Immediately following the screening, Washburn requested additional pictures and an ultrasound.

“When we looked at the pictures further, you could see something wasn’t right,” Sims-Smith said. “The radiologist and I just cried together.”

Following her biopsy, she was diagnosed with Invasive Mammary Carcinoma, Stage 1, Progesterone positive in her left breast. Sims-Smith underwent a bi-lateral mastectomy on April 26.

“They’re just boobs,” she said laughing. “You know you can order boobs on Amazon.”

She said the mastectomy was not the hardest part about her journey. The hardest part for her is being strong for her eight-year-old daughter, Kylie, two older sons, and husband, Bobby.

“She (Kylie) hasn’t missed out on any of her activities,” Sims-Smith said. “She knows mama is sick and tired, but I have only missed one Girl Scout event, and Bobby was able to take her to that.”

Sims-Smith married Bobby Smith on August 1, 2021, just 8 months before her breast cancer diagnosis.

“Bobby is amazing,” she said. “I have only had to go to one chemo treatment by myself because he had just started a new job and couldn’t get off that day, but all my other treatments he has been right by my side.”

Following her second chemotherapy treatment, doctors warned her she would begin losing her hair.

“Right after my second treatment, I went straight to the salon to shave my head,” she said, and he (Bobby) shaved his head too.”

Sims-Smith has worked with doctors at the Marshall Medical Cancer Care Center in Albertville to receive her treatment.

“You know, I’ve worked with and know most of the nurses and doctors at the cancer center,” she said, “and every time I go up there they are always so nice, not just to me but every patient they see.”

She also appreciates how close the Cancer Care Center is to her home.

“Going through treatment is so tiring for me,” she said. “It’s really nice to not have to drive so far.”

Her customized treatment plan involves weekly chemotherapy treatments for 12 weeks. She currently has seven more treatments left. To balance her work and treatment schedule, she works 10 hours Monday- Thursday and has treatment on Friday.

“I’m really looking forward to having Fridays off,” she said. “I can’t wait to sleep in and for my hair to grow back.”

“She never misses a day of work,” Washburn said. “She’s been going through chemo and she’s at work every day in one of the busiest modalities we have.”

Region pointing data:
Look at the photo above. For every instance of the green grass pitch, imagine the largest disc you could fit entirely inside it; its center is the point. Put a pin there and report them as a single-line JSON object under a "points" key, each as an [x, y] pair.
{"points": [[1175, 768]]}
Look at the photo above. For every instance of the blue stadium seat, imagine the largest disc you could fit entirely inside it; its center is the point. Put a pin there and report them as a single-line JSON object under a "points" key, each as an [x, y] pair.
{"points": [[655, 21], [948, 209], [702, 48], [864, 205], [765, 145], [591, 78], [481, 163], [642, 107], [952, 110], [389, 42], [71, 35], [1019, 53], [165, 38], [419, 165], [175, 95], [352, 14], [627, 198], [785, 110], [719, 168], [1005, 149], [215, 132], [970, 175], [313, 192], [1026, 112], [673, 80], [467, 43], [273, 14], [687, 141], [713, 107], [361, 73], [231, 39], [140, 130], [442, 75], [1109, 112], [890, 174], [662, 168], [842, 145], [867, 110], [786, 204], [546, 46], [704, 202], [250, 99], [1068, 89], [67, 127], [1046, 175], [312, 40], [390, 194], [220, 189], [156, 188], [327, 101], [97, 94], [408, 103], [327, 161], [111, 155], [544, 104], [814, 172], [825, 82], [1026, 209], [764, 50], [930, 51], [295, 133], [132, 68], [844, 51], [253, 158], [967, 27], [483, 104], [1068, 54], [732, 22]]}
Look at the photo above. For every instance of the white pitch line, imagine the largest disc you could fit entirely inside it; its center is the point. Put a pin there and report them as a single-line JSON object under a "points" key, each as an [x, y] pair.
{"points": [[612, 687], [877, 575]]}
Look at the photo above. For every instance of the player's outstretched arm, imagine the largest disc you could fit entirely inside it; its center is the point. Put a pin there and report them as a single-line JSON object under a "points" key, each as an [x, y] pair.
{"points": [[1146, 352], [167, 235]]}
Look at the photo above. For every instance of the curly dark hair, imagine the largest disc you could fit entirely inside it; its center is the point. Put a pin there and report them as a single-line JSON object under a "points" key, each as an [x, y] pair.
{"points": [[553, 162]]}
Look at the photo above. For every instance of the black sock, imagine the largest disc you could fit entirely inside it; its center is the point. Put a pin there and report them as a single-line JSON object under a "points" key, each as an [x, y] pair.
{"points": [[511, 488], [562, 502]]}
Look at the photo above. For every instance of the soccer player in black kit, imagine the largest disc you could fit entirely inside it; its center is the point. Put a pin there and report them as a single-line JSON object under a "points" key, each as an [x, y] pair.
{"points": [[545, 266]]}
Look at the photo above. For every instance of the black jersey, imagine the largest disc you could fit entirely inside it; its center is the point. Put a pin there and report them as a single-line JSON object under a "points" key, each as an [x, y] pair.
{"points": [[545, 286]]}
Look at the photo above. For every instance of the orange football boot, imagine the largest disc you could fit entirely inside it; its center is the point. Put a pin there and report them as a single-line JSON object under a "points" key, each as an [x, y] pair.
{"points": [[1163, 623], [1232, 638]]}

§ **Task goal**: Can you pick up the account of Sims-Smith's breast cancer treatment right after its final quote and keep it going?

§ **Result below**:
Sims-Smith has worked with the hospital for 17 years.

“A lot of the patients I see are cancer patients,” she said, “and you see them every year. You really get attached. I really love people.”

Washburn has been with the hospital for 20 years and said Marshall Medical Centers has made breast health a top priority.

“A breast cancer diagnosis is very scary but with the help of modern technology and screening detection there is a higher chance for a successful outcome than before,” Washburn said.

“I feel like at a lot of places breast health may get pushed aside sometimes,” she said, “but Marshall Medical Centers stays on top of all the latest research and advancements so we can do more to treat it.”

In 2017, Marshall Medical Centers installed the latest 3D mammography technology for better, faster detection.

“With the help of 3D technology, we are able to visualize the overlapping breast tissue and find abnormalities sooner than before,” Washburn said.

The American Cancer Society suggests all women should start annual mammogram screenings at age 40. Washburn recommends those who have high risk factors, such as a family history of breast cancer, and are currently taking hormone replacement therapy, should establish a baseline at age 35.

Washburn said Sims-Smith is constantly thinking of others before herself and you would never know she is battling cancer. Sims-Smith said she has one goal for this story.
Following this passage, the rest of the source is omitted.